Task directions – Output every record word for word, minus the pictures.
____ Information
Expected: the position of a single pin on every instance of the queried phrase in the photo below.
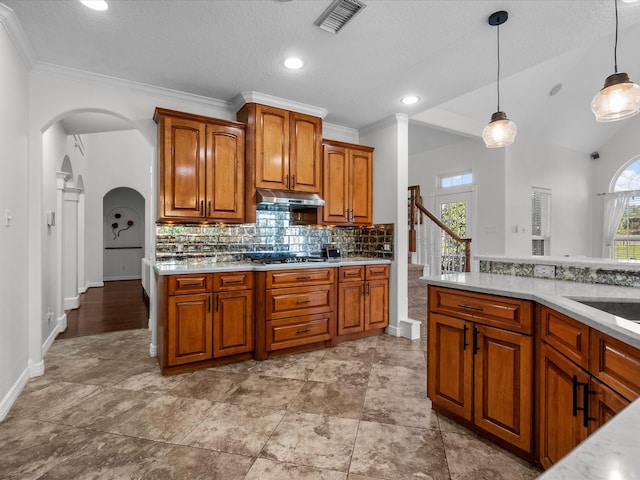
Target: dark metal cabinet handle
(470, 307)
(464, 337)
(476, 348)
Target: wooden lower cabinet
(233, 323)
(561, 424)
(482, 375)
(363, 299)
(189, 329)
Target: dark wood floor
(118, 305)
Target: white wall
(532, 163)
(14, 189)
(115, 159)
(617, 152)
(488, 170)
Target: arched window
(627, 238)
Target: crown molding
(19, 39)
(108, 81)
(277, 102)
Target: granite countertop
(204, 266)
(611, 452)
(556, 294)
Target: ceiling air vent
(338, 14)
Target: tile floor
(357, 411)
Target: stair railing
(450, 258)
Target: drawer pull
(470, 307)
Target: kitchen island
(608, 451)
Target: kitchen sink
(627, 310)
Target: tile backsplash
(272, 232)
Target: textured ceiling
(441, 50)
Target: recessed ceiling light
(99, 5)
(293, 63)
(410, 100)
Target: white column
(82, 280)
(61, 316)
(70, 248)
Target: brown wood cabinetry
(295, 309)
(363, 300)
(203, 318)
(585, 378)
(284, 151)
(480, 363)
(201, 163)
(348, 183)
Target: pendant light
(620, 97)
(500, 131)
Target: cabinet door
(361, 186)
(336, 185)
(182, 164)
(351, 302)
(377, 304)
(189, 329)
(604, 403)
(225, 173)
(503, 372)
(233, 323)
(272, 147)
(305, 152)
(450, 356)
(561, 424)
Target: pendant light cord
(498, 79)
(615, 46)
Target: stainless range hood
(266, 196)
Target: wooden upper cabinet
(201, 163)
(284, 151)
(347, 183)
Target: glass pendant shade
(618, 99)
(500, 131)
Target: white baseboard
(71, 303)
(13, 393)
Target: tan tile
(313, 440)
(342, 371)
(398, 452)
(109, 457)
(194, 463)
(238, 429)
(338, 400)
(469, 456)
(386, 406)
(209, 384)
(29, 448)
(104, 409)
(166, 419)
(270, 392)
(398, 379)
(264, 469)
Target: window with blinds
(540, 221)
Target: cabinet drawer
________
Task solution –
Expected: the position of a single pin on every instance of the queried phrase in the photo below.
Target: dark metal cabinet handle
(470, 307)
(464, 337)
(476, 348)
Target: wooden lower cabinet
(233, 323)
(561, 424)
(482, 375)
(363, 299)
(189, 329)
Target: dark wood floor
(118, 305)
Target: white wall
(532, 163)
(14, 189)
(115, 159)
(617, 152)
(488, 170)
Target: arched window
(627, 238)
Target: crown molding
(19, 39)
(108, 81)
(277, 102)
Target: granite countertop
(204, 266)
(611, 452)
(556, 294)
Target: ceiling air vent
(338, 14)
Target: tile floor
(357, 411)
Target: stair railing
(450, 258)
Target: drawer pull
(470, 307)
Target: kitchen island
(608, 451)
Target: kitchen sink
(627, 310)
Target: tile backsplash
(272, 232)
Target: textured ceiling
(441, 50)
Target: recessed ceiling light
(99, 5)
(293, 63)
(410, 100)
Target: white column
(82, 280)
(61, 316)
(70, 248)
Target: brown wood cabinetry
(295, 309)
(363, 300)
(203, 318)
(585, 378)
(284, 151)
(480, 363)
(201, 163)
(348, 183)
Target: pendant light
(620, 97)
(500, 131)
Target: cabinet door
(361, 186)
(336, 185)
(182, 164)
(351, 302)
(377, 304)
(189, 329)
(604, 403)
(225, 173)
(503, 372)
(233, 323)
(272, 147)
(305, 152)
(450, 356)
(561, 424)
Target: pendant light cord
(498, 79)
(615, 46)
Target: stainless range hood
(266, 196)
Target: wooden upper cabinet
(201, 163)
(284, 151)
(347, 183)
Target: glass pendant shade
(618, 99)
(500, 131)
Target: white baseboard
(71, 303)
(13, 393)
Target: tan tile
(313, 440)
(342, 371)
(398, 452)
(109, 457)
(194, 463)
(238, 429)
(338, 400)
(469, 456)
(386, 406)
(209, 384)
(29, 448)
(104, 409)
(166, 419)
(270, 392)
(398, 379)
(264, 469)
Target: window with blinds
(540, 221)
Target: cabinet drawer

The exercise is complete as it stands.